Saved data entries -

# # # # # # #

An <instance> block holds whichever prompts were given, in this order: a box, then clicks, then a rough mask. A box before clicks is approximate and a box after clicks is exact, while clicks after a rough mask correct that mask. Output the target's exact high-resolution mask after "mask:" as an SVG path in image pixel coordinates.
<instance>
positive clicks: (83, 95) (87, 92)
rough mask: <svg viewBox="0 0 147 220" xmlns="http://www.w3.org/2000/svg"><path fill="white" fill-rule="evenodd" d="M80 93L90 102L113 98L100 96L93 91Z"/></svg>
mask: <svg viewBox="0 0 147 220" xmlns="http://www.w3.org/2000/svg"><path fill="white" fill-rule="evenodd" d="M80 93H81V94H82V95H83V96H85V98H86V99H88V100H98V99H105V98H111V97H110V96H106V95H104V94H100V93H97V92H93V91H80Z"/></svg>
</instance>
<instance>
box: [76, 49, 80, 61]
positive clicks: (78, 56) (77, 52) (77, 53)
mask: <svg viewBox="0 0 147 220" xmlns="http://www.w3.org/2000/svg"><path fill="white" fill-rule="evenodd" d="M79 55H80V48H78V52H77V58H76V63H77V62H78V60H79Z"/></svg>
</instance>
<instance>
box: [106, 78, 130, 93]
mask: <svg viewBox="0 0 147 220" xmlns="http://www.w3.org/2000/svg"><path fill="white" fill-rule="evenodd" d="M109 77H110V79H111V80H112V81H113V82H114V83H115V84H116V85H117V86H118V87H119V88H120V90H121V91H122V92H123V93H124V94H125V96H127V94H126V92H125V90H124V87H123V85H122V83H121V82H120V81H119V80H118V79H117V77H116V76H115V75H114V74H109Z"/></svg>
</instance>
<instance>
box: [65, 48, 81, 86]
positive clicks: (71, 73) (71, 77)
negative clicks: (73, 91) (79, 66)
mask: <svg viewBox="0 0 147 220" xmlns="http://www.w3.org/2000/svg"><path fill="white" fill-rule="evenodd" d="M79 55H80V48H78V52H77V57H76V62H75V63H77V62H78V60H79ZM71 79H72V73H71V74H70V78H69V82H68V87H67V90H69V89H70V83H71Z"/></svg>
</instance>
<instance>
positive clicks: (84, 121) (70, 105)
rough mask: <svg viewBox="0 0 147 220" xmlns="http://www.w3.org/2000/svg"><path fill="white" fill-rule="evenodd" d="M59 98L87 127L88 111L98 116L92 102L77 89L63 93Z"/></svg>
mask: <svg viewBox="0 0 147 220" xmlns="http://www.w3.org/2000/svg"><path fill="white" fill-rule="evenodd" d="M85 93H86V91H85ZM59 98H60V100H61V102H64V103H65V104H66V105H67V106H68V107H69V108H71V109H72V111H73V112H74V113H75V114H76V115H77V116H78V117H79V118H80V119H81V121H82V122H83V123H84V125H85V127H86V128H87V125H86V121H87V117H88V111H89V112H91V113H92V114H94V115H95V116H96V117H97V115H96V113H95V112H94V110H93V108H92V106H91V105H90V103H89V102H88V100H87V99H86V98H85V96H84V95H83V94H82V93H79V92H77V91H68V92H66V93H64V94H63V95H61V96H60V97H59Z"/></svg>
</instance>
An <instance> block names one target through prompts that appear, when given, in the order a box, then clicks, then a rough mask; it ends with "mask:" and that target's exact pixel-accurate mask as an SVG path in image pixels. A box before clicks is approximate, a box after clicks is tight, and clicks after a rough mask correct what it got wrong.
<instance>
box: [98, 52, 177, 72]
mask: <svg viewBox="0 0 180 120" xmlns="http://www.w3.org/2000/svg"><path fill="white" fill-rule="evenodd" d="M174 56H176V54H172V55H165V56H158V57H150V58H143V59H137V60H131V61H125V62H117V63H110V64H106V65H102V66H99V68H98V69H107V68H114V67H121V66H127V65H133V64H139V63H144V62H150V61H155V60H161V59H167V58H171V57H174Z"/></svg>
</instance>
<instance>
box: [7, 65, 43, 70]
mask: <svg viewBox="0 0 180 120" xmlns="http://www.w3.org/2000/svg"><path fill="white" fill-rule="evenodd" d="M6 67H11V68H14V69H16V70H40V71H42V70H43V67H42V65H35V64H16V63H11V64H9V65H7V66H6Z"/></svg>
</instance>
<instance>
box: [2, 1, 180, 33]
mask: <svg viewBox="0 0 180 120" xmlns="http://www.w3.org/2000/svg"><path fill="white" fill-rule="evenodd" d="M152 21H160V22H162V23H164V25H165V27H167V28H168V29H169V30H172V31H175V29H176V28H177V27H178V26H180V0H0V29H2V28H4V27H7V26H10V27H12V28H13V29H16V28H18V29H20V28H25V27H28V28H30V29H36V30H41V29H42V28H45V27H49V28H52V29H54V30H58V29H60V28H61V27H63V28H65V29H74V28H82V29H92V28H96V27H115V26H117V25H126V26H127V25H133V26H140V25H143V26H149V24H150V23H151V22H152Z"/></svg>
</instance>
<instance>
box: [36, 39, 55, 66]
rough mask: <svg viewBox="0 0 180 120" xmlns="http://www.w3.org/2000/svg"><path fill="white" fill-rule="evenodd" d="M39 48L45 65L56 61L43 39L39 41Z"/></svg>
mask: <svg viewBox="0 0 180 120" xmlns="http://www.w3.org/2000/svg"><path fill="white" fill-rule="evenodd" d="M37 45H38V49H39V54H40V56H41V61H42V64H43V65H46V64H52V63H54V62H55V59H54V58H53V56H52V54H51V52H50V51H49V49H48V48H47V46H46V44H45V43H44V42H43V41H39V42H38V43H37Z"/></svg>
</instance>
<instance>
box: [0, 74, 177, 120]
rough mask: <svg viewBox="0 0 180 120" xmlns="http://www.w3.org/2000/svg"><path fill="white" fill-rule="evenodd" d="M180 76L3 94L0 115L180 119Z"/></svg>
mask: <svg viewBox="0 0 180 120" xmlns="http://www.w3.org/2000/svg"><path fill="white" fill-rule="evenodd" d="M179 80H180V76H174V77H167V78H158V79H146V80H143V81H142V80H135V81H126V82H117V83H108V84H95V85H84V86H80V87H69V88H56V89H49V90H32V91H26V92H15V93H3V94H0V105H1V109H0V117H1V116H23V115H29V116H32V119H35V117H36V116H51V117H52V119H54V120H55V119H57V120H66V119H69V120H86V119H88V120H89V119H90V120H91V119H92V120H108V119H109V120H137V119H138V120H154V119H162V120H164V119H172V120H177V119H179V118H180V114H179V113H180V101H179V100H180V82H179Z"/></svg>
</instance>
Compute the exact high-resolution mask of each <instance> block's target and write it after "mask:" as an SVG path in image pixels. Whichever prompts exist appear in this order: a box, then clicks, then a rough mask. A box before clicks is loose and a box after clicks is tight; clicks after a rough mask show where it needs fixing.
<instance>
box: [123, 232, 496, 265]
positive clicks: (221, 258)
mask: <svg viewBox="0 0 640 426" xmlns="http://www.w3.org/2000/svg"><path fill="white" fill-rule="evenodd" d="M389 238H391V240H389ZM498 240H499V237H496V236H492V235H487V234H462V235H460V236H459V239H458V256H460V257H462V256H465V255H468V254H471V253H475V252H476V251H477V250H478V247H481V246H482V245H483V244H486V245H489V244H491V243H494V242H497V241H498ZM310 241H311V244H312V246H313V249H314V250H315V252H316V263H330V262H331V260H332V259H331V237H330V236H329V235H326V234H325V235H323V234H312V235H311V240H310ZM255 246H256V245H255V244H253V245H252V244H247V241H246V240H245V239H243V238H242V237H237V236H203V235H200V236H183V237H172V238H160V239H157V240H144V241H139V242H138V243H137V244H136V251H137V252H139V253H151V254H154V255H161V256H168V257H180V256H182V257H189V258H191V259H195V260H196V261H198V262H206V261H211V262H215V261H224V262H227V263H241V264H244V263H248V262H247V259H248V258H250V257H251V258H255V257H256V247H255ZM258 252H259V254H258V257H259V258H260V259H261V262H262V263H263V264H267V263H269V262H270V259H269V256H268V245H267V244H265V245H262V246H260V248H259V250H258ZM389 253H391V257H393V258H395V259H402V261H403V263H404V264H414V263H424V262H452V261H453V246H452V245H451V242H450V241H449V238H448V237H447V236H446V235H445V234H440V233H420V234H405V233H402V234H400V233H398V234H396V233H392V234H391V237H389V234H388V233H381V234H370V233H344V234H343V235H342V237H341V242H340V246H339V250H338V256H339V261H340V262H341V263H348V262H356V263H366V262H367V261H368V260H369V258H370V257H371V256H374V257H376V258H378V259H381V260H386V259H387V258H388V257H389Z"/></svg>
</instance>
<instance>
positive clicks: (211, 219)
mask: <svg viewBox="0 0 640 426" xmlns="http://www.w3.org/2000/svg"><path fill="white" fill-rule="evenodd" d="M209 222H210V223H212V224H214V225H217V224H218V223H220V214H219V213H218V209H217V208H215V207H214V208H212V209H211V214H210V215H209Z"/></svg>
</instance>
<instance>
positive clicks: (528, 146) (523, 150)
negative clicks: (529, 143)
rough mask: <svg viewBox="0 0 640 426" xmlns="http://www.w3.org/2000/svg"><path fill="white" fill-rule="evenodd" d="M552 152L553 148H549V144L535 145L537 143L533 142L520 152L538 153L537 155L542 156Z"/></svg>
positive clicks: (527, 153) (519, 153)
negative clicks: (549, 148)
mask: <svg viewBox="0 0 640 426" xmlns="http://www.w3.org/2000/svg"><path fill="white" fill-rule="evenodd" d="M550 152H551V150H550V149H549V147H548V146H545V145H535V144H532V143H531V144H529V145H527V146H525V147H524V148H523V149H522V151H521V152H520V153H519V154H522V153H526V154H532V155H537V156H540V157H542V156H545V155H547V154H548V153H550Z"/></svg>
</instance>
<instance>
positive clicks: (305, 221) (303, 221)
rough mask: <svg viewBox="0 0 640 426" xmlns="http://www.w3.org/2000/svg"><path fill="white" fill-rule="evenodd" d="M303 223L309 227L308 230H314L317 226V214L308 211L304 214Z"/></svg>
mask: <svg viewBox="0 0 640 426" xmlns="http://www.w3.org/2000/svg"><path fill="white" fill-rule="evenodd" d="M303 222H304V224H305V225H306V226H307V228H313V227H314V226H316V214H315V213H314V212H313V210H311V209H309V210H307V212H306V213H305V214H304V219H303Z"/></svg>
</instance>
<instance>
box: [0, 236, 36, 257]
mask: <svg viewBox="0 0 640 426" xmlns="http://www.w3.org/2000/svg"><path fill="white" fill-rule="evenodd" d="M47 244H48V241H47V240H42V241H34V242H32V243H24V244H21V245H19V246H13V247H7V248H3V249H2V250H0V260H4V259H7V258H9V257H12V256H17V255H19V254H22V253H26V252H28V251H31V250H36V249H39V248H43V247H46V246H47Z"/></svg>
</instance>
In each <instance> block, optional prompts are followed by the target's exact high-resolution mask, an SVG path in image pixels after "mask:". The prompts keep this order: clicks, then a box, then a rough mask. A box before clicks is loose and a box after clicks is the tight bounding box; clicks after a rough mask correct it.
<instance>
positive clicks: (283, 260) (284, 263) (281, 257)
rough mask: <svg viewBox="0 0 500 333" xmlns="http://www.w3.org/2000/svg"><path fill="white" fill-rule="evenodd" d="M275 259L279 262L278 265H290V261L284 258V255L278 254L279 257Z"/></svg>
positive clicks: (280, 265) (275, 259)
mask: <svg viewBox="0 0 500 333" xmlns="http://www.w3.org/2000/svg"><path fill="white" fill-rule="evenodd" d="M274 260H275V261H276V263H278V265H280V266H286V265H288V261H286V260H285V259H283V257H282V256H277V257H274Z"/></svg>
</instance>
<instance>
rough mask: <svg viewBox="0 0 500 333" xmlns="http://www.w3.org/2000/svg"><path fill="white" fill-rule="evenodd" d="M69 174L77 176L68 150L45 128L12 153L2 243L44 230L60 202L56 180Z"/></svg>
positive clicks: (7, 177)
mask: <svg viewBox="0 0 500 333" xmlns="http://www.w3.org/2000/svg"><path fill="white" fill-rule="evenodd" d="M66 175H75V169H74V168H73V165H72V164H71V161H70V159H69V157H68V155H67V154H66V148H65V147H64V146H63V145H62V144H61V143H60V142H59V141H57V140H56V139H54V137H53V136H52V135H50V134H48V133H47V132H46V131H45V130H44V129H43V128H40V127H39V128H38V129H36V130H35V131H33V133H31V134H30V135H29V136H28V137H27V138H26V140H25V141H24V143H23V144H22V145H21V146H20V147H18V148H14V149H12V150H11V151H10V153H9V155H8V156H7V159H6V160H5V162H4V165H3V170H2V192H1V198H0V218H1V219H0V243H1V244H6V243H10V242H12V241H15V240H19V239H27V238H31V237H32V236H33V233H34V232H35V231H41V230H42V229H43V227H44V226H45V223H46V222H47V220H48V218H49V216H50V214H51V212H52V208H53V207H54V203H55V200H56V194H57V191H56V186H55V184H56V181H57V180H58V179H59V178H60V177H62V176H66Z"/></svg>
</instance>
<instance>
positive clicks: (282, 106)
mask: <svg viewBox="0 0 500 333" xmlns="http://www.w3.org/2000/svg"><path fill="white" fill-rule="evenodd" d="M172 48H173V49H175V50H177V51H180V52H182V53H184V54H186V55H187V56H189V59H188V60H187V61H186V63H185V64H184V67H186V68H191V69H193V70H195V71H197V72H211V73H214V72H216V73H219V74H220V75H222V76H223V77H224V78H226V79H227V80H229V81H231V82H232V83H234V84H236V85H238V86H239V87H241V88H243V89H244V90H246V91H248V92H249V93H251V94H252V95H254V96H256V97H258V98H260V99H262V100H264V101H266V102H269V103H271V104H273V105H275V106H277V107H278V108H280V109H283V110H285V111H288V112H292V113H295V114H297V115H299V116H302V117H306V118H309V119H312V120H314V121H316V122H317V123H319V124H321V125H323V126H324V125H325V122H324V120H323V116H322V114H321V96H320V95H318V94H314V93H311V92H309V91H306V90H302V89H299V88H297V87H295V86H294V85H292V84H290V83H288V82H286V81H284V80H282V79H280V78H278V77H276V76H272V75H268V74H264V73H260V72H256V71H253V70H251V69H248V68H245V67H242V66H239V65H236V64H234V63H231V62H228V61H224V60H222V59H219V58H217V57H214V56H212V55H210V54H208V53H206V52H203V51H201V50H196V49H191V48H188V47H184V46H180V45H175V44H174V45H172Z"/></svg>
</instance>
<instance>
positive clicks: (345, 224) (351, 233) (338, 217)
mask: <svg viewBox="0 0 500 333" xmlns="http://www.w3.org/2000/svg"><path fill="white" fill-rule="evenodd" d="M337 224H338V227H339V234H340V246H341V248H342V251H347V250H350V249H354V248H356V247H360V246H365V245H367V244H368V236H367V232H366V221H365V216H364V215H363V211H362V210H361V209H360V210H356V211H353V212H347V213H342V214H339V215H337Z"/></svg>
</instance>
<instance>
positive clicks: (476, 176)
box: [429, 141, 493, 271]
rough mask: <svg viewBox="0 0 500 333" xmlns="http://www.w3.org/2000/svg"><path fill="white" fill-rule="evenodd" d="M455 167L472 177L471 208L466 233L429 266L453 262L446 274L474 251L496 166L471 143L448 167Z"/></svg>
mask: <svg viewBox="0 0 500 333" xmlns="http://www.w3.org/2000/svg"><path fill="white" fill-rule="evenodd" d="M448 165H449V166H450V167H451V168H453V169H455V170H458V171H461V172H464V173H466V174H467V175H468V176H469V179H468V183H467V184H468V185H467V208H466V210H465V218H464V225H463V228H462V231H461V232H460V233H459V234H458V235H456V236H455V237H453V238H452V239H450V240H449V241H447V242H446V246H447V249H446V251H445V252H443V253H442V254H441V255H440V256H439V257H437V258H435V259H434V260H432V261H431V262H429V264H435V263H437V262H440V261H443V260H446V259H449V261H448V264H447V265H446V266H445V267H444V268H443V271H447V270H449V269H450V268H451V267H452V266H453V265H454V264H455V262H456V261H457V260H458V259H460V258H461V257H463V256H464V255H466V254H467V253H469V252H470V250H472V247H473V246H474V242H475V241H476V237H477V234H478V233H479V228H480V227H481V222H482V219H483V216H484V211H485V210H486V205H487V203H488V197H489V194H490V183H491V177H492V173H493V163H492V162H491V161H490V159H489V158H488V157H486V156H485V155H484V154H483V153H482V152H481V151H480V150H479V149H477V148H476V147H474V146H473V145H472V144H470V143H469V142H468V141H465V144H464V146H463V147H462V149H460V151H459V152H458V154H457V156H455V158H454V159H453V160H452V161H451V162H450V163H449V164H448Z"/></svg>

# # # # # # #

Each line above that contains the string "target" should be identified and copied.

An <instance> block holds whichever prompts were given, in this order: a box, then clicks, then a rough mask. A box before clicks is approximate and a box after clicks is exact, while clicks after a rough mask correct that mask. Output the target's exact high-resolution mask after "mask:" as an SVG path in image pixel coordinates.
An <instance> block names one target through prompts that appear, when given, in the order a box, then clicks, then a rough mask; it ends with "mask:" and that target's exact pixel-accurate mask as an SVG path in image pixels. A box before clicks is approximate, a box after clicks is tight, and clicks after a rough mask correct what it got wrong.
Compute the exact high-resolution mask of each <instance> block's target and write it after "mask:" as an SVG path in image pixels. Whichever prompts exist appear in this order: a box, then clicks, then a rough mask. A box before clicks is loose and a box after clicks is tight; clicks after a rough mask show where it needs fixing.
In each <instance> block, optional prompts are followed by the target's exact high-resolution mask, an SVG path in image pixels after "mask:". The prompts keep this order: clicks, then a box, then a rough mask. A box before clicks is loose and a box after clicks is the tight bounding box; clicks after a rough mask correct it.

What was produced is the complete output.